▸ **SHORT EXERCISE 1**:
Collect every line of the records that contains the string "crowd", and copy each one in full.

Re: [slurm-users] not allocating jobs even resources are free

2020-04-24 Thread Brian W. Johanson



If you haven't looked at the man page for slurm.conf, it will answer 
most if not all your questions.
https://slurm.schedmd.com/slurm.conf.html but I would depend on the the 
manual version that was distributed with the version you have installed 
as options do change.


There is a ton of information that is tedious to get through but reading 
through it multiple times opens many doors.


DefaultTime is listed in there as a Partition option.
If you are scheduling gres/gpu resources, it's quite possible there are 
cores available with no corresponding gpus avail.


-b

On 4/24/20 2:49 PM, navin srivastava wrote:

Thanks Brian.

I need  to check the jobs order.

Is there  any way to define the default timeline of the job if user  
not specifying time limit.


Also what does the meaning of fairtree  in priorities in slurm.Conf file.

The set of nodes are different in partitions.FIFO  does  not care for 
any  partitiong.
Is it like strict odering means the job came 1st will go and until  it 
runs it will  not allow others.


Also priorities is high for gpusmall partition and low for normal jobs 
and the nodes of the normal partition is full but gpusmall cores are 
available.


Regards
Navin

On Fri, Apr 24, 2020, 23:49 Brian W. Johanson > wrote:


Without seeing the jobs in your queue, I would expect the next job
in FIFO order to be too large to fit in the current idle resources.

Configure it to use the backfill scheduler:
SchedulerType=sched/backfill

  SchedulerType
  Identifies  the type of scheduler to be used.  Note
the slurmctld daemon must be restarted for a change in scheduler
type to become effective (reconfiguring a running daemon has no
effect for this parameter).  The scontrol command can be used to
manually change job priorities if desired.  Acceptable values include:

  sched/backfill
 For a backfill scheduling module to augment
the default FIFO scheduling.  Backfill scheduling will initiate
lower-priority jobs if doing so does not delay the expected
initiation time of any  higher priority  job.   Effectiveness  of 
backfill scheduling is dependent upon users specifying job time
limits, otherwise all jobs will have the same time limit and
backfilling is impossible.  Note documentation for the
SchedulerParameters option above.  This is the default configuration.

  sched/builtin
 This  is  the  FIFO scheduler which initiates
jobs in priority order.  If any job in the partition can not be
scheduled, no lower priority job in that partition will be
scheduled.  An exception is made for jobs that can not run due to
partition constraints (e.g. the time limit) or down/drained
nodes.  In that case, lower priority jobs can be initiated and not
impact the higher priority job.

▸ **SUPPLIED RECORDS**:
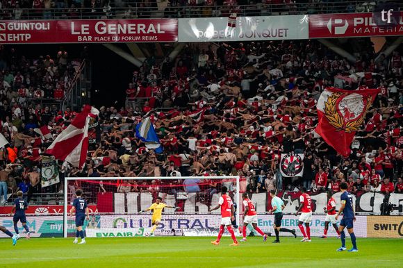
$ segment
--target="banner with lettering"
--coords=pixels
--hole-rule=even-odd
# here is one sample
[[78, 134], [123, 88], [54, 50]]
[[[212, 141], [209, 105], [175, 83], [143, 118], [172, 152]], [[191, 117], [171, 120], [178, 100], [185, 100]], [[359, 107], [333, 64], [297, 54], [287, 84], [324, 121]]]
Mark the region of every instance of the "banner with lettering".
[[0, 22], [0, 44], [176, 42], [178, 21], [69, 19]]

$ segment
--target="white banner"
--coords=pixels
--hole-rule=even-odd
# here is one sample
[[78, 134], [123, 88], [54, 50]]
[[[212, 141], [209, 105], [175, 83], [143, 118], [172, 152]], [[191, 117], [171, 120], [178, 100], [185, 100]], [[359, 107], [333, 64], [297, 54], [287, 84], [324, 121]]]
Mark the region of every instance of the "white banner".
[[42, 187], [48, 187], [58, 183], [59, 167], [54, 156], [42, 156], [41, 178]]
[[[161, 222], [154, 234], [172, 235], [173, 230], [218, 228], [220, 220], [221, 215], [218, 214], [163, 215]], [[101, 215], [99, 225], [100, 229], [147, 229], [152, 226], [151, 215]]]
[[308, 39], [308, 15], [179, 19], [179, 42], [258, 41]]
[[148, 236], [151, 228], [128, 228], [125, 229], [117, 229], [115, 228], [87, 228], [85, 235], [87, 237], [133, 237]]
[[[29, 228], [31, 237], [61, 237], [63, 235], [63, 216], [27, 216], [26, 225]], [[11, 233], [15, 233], [13, 217], [0, 217], [0, 226], [4, 226]], [[76, 225], [74, 219], [69, 219], [67, 228], [69, 233], [75, 233]], [[18, 224], [18, 231], [22, 237], [25, 236], [25, 230], [20, 224]], [[8, 236], [0, 232], [0, 237]]]
[[[323, 235], [324, 215], [313, 215], [311, 223], [311, 235], [319, 237]], [[298, 228], [298, 218], [294, 215], [284, 215], [281, 227], [295, 229], [301, 235]], [[215, 236], [218, 233], [221, 216], [217, 214], [206, 215], [165, 215], [154, 235], [185, 235], [185, 236]], [[340, 224], [339, 219], [338, 225]], [[272, 215], [258, 215], [258, 226], [265, 233], [274, 233], [273, 224], [274, 216]], [[87, 228], [87, 235], [91, 237], [128, 237], [145, 236], [149, 233], [151, 215], [104, 215], [100, 216], [100, 228]], [[367, 237], [367, 216], [356, 216], [354, 222], [354, 233], [359, 237]], [[90, 232], [90, 233], [88, 233]], [[88, 235], [90, 233], [90, 235]], [[249, 235], [249, 231], [247, 231]], [[240, 233], [238, 230], [237, 236]], [[225, 232], [224, 235], [229, 235]], [[258, 235], [256, 234], [256, 235]], [[281, 235], [292, 235], [290, 233], [281, 233]], [[334, 237], [336, 233], [330, 226], [328, 236]]]
[[[284, 215], [281, 220], [281, 227], [288, 229], [295, 229], [297, 235], [302, 236], [301, 231], [298, 228], [298, 218], [299, 216], [294, 215]], [[324, 215], [313, 215], [312, 222], [310, 224], [311, 236], [320, 237], [323, 235], [323, 229], [324, 228]], [[342, 217], [340, 216], [337, 222], [337, 225], [340, 224], [340, 221]], [[354, 233], [357, 237], [367, 237], [367, 216], [356, 216], [356, 221], [354, 222]], [[274, 221], [274, 215], [258, 215], [258, 226], [265, 233], [274, 233], [273, 228], [273, 224]], [[248, 232], [249, 233], [249, 232]], [[347, 232], [346, 232], [347, 235]], [[292, 236], [290, 233], [281, 233], [281, 236]], [[329, 231], [327, 233], [328, 237], [336, 237], [337, 233], [334, 228], [329, 224]], [[348, 235], [347, 235], [348, 236]]]
[[304, 153], [281, 153], [280, 172], [284, 177], [302, 177], [304, 173]]

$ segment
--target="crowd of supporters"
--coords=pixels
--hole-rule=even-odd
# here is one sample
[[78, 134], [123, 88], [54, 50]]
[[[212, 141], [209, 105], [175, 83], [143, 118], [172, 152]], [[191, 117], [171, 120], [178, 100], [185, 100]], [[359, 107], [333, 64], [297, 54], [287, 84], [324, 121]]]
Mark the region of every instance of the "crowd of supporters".
[[71, 19], [228, 17], [372, 12], [375, 1], [358, 0], [3, 0], [0, 19]]
[[[62, 181], [63, 176], [150, 176], [155, 179], [118, 184], [104, 181], [91, 187], [101, 192], [185, 190], [207, 199], [222, 183], [233, 191], [233, 181], [180, 177], [239, 175], [241, 192], [249, 192], [298, 191], [302, 186], [313, 192], [337, 192], [343, 181], [354, 193], [402, 192], [401, 50], [375, 62], [373, 49], [366, 47], [352, 63], [316, 41], [266, 42], [222, 44], [206, 51], [186, 46], [174, 60], [167, 58], [160, 64], [149, 59], [134, 71], [126, 90], [132, 105], [99, 108], [100, 114], [90, 124], [85, 168], [60, 162]], [[33, 107], [19, 92], [22, 87], [29, 92], [47, 85], [56, 90], [58, 81], [68, 81], [61, 74], [74, 74], [72, 63], [62, 56], [32, 61], [7, 53], [0, 58], [1, 81], [10, 84], [1, 91], [1, 133], [10, 145], [0, 151], [4, 169], [0, 181], [13, 192], [19, 188], [31, 195], [63, 190], [61, 185], [40, 189], [40, 156], [52, 140], [34, 129], [47, 125], [56, 137], [79, 111]], [[48, 82], [54, 65], [55, 78]], [[317, 101], [328, 86], [380, 90], [346, 158], [313, 131]], [[154, 123], [163, 153], [135, 137], [135, 125], [147, 117]], [[302, 177], [283, 177], [279, 172], [281, 154], [290, 151], [304, 153]], [[161, 181], [159, 176], [177, 179]], [[72, 192], [77, 187], [88, 185], [69, 185]]]
[[[122, 110], [123, 124], [111, 111], [102, 117], [124, 128], [129, 118], [135, 124], [151, 117], [169, 153], [154, 160], [137, 141], [137, 156], [128, 156], [135, 159], [132, 175], [240, 175], [241, 190], [251, 192], [302, 185], [337, 192], [342, 181], [354, 193], [401, 192], [402, 58], [397, 51], [375, 62], [371, 46], [356, 56], [349, 62], [314, 41], [186, 47], [174, 62], [146, 61], [133, 73], [127, 97], [147, 100], [141, 110]], [[316, 102], [329, 86], [380, 90], [347, 158], [313, 132]], [[129, 142], [130, 135], [122, 135]], [[279, 172], [281, 153], [290, 151], [305, 153], [302, 178]], [[147, 156], [145, 162], [139, 153]], [[151, 166], [142, 170], [139, 162]]]
[[[41, 192], [40, 153], [44, 140], [38, 128], [49, 126], [59, 133], [61, 101], [79, 65], [63, 48], [57, 55], [28, 58], [12, 47], [0, 45], [0, 133], [9, 142], [0, 149], [0, 201], [19, 190]], [[2, 143], [2, 145], [3, 143]], [[55, 191], [46, 189], [44, 192]]]

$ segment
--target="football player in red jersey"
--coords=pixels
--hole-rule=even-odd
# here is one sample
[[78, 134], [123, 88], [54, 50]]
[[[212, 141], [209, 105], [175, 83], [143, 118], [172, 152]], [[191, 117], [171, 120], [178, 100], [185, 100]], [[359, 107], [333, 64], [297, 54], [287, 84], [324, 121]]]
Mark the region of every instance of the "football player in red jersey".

▸ **SHORT EXERCISE 2**:
Reproduce the passage of the Slurm scheduling thread verbatim, starting at "There is a ton" and ending at "corresponding gpus avail.".

▸ **EXPECTED ANSWER 1**:
--target="crowd of supporters"
Mark the region of every instance of the "crowd of supporters".

▸ **EXPECTED ANSWER 2**:
There is a ton of information that is tedious to get through but reading 
through it multiple times opens many doors.


DefaultTime is listed in there as a Partition option.
If you are scheduling gres/gpu resources, it's quite possible there are 
cores available with no corresponding gpus avail.